▸ **Goal of the exercise**: Copy verbatim everything from the line containing "Practice step: point at the man" down to the final line of the entries, including both of those lines.

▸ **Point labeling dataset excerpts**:
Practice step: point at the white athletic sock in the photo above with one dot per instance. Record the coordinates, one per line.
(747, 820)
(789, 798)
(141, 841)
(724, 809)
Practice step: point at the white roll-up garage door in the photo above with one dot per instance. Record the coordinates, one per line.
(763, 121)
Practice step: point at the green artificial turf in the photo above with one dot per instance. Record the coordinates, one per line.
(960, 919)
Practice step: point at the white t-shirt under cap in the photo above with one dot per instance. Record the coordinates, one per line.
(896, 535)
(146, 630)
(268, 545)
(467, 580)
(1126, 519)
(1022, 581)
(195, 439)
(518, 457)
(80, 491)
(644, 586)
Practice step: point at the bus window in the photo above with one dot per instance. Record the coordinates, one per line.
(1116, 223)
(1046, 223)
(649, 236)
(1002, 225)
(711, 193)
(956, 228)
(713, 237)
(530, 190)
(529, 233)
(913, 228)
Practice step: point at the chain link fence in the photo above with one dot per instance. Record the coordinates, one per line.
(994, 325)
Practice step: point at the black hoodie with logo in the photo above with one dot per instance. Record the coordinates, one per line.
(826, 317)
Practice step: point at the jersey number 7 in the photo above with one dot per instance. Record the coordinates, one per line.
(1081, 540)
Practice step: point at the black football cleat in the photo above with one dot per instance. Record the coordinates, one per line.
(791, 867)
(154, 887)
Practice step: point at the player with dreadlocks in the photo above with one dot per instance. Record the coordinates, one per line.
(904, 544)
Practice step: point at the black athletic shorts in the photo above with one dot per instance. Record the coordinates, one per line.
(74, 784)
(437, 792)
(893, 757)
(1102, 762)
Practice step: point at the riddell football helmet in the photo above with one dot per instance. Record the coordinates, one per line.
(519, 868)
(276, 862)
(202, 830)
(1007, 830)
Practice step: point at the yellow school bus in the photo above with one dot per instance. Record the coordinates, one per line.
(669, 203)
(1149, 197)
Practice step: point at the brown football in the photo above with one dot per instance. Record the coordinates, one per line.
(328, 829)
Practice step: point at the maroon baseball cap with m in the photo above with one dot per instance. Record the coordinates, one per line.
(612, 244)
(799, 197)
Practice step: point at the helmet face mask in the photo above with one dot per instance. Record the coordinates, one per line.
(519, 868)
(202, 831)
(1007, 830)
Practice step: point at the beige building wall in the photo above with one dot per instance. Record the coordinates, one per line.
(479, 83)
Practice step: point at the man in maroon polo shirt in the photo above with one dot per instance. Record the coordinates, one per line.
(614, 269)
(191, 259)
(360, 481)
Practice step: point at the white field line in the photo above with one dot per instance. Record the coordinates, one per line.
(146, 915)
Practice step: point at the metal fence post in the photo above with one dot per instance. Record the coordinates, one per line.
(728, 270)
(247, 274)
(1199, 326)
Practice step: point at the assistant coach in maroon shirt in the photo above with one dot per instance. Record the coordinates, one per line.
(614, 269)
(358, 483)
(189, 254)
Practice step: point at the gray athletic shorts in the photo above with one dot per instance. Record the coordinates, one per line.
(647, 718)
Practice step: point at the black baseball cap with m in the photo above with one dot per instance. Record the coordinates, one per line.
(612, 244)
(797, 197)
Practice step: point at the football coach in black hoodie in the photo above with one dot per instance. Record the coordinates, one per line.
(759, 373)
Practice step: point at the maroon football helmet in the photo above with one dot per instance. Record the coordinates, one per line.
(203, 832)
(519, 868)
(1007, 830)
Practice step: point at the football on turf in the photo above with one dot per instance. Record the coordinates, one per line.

▸ **Solution for this exercise**:
Practice step: point at the man in maroon polo shirt in the photo above with one dot per instance. Record the coordinates, one per line.
(614, 269)
(191, 259)
(360, 481)
Practice step: point at the white field line in the photo above with one dot per instance. Record the coordinates, one per line.
(146, 915)
Practice step: point at the metal fence post in the photo above with one dot per instance. Record the coordinates, one per line.
(728, 270)
(247, 274)
(1199, 326)
Practice step: point at the assistant coach in maroon shirt in the photo above with one dot per instance. Record the coordinates, one per line.
(614, 269)
(358, 483)
(189, 254)
Practice step: point at the gray athletic shorts in the photo above with one dot per instance. Record the coordinates, one per line.
(647, 718)
Practice step: point at the black baseball cap with m in the photo above with one dot per instance. Record the coordinates, one per line.
(612, 244)
(797, 197)
Practice step: point at the football coach in black hoodie in the photo above with one dot per instance. Record the coordinates, one per line.
(759, 373)
Practice step: point at the maroon football helmet in the photo above with one dot per instance. Record the coordinates, one per line.
(203, 832)
(519, 868)
(1007, 830)
Practice step: point at the football on turf in the photo above with one dot per instance. Record the coordinates, one per line.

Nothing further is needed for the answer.